● **DOCUMENT SECTION**:
((
On average, global stock markets return 1.5x – 2x your money every 10 years.
What about investing in Guyana? If you invested in DDL 10 years ago, you would have earned 12x your money, the highest return in the last 10 year stretch. Just $83,000 would have made you 1 million.

If you held Banks DIH shares instead, you’d have nearly 10x your initial investment. If you had $100,000 you’d now have 1 million. Demerara Bank would have given you 8x for a close 3rd while Republic Bank would have given 5x – not too shabby.
Since the discovery of oil, many have believed that Guyana is poised for a meteoric rise due to the influx of investments that are expected.
Before you begin investing however, there are a few key rules you should follow to ensure you are not putting your financial life in jeopardy.
Why Should you Invest?
If you need more convincing before investing, I will be writing another article soon explaining the power of compound interest and how it can potentially make more money for you than you could ever dream of earning in your entire life. I’ll leave a link to it here once it’s completed so stay tuned.
Albert Einstein is reputed to have said, “Compound interest is the eighth wonder of the world. He who understands it, earns it; he who doesn’t, pays it.”
A quick example:
If you earn a salary of $200,000 GYD per month for the rest of your life starting from 20 years old and retire at 65, you’d have earned $108,000,000 GYD in your life (ignoring taxes and deductions). Sounds amazing! After taxes, this would be around $85,320,000 GYD in your lifetime. Still not bad.
However, if you took just 10% of your salary ($20,000 GYD) every month and put it into a compounding asset that yields 10% annually (an average yield for stock markets), at 65 years of age you’d have an additional $180,309,048 GYD – earning more than you, while you had to do absolutely nothing. That is the power of compounding.
But that’s not all – guess what? Guyana’s stock market has been growing faster than the average market bringing our yearly average returns to more like 20% since its inception in 2003. At this rate, you’d have an astounding $4,776,470,862.
Can’t read that number? That’s 4 billion, 776 million Guyanese dollars! All from a simple contribution of $20,000 GYD per month. So you just went from making a just above average 85 million in your lifetime, to almost 5 billion – making you 56 times wealthier than you would have been by simply working normally. That means that you’d have to work for 2,520 YEARS to make that same amount of money yourself!
))
● **INFORMATION GIVEN**:
((
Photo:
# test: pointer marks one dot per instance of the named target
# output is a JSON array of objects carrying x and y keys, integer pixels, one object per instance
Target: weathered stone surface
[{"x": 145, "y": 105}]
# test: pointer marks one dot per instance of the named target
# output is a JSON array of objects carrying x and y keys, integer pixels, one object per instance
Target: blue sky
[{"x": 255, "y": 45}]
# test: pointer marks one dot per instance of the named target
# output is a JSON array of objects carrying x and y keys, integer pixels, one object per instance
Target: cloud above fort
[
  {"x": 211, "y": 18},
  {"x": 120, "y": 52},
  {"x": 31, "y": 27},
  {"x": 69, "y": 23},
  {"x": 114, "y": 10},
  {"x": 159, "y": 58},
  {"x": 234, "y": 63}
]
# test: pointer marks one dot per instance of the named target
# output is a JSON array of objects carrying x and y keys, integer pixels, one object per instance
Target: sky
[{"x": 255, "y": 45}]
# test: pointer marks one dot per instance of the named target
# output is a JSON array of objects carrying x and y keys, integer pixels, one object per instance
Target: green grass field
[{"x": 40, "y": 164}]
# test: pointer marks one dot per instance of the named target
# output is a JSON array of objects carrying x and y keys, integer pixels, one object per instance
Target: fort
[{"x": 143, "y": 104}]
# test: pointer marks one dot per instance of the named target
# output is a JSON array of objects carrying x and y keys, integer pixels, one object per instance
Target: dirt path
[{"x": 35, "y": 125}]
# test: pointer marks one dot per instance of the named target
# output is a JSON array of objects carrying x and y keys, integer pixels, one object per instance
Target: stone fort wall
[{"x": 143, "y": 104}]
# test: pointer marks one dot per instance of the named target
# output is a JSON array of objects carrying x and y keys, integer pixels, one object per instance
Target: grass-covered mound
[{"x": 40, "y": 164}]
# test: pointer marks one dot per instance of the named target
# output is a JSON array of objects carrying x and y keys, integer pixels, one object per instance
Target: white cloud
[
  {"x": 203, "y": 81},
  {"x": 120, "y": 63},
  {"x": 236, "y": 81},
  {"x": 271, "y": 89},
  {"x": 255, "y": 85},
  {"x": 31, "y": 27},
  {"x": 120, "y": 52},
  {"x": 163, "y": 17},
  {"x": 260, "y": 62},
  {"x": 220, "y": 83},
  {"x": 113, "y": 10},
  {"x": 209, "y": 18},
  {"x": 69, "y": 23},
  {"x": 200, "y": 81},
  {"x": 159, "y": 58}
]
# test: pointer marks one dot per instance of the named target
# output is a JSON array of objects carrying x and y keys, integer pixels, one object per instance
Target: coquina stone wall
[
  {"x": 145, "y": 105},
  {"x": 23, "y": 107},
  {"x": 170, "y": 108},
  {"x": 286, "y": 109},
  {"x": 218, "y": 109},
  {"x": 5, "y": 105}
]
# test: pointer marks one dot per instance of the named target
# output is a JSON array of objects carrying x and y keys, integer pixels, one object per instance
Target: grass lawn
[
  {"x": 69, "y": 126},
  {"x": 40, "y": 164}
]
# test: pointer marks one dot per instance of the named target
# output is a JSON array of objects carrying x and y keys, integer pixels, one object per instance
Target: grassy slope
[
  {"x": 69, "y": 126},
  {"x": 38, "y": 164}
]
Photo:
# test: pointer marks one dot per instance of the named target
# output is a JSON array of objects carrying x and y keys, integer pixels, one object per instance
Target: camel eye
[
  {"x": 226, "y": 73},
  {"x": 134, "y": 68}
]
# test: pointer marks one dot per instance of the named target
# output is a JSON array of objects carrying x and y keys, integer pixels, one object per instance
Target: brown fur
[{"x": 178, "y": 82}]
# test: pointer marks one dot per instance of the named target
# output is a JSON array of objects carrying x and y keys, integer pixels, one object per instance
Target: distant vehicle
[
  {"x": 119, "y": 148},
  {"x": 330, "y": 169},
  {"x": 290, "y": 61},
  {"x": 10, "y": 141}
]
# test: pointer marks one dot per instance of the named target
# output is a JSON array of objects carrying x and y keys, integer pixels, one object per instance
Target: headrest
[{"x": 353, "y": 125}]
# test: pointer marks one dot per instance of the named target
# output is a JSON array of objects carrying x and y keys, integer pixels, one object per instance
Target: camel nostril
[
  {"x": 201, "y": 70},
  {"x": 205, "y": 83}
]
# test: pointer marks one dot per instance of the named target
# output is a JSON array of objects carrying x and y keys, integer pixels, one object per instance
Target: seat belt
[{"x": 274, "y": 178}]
))
● **WRITTEN EXERCISE A**: From the Guyana investing article, list every company or bank whose past share returns it reports.
● **WRITTEN EXERCISE B**: Reproduce the part of the Guyana investing article that opens with the words containing "If you held" and closes with "so stay tuned.", substituting "post" for "article".
● **WRITTEN EXERCISE C**: State whether each statement agrees with the Guyana investing article, and support each answer with the deciding words quoted from it: (i) Republic Bank shares would have returned 5x over the period described. (ii) Guyana's stock market began operating in 2010. (iii) The salary example assumes retirement at age 60.

● **RIGHT ANSWER A**: DDL, Banks DIH, Demerara Bank, Republic Bank

● **RIGHT ANSWER B**:
If you held Banks DIH shares instead, you’d have nearly 10x your initial investment. If you had $100,000 you’d now have 1 million. Demerara Bank would have given you 8x for a close 3rd while Republic Bank would have given 5x – not too shabby.
Since the discovery of oil, many have believed that Guyana is poised for a meteoric rise due to the influx of investments that are expected.
Before you begin investing however, there are a few key rules you should follow to ensure you are not putting your financial life in jeopardy.
Why Should you Invest?
If you need more convincing before investing, I will be writing another post soon explaining the power of compound interest and how it can potentially make more money for you than you could ever dream of earning in your entire life. I’ll leave a link to it here once it’s completed so stay tuned.

● **RIGHT ANSWER C**:
(i) Yes: "Republic Bank would have given 5x"
(ii) No: "since its inception in 2003"
(iii) No: "retire at 65"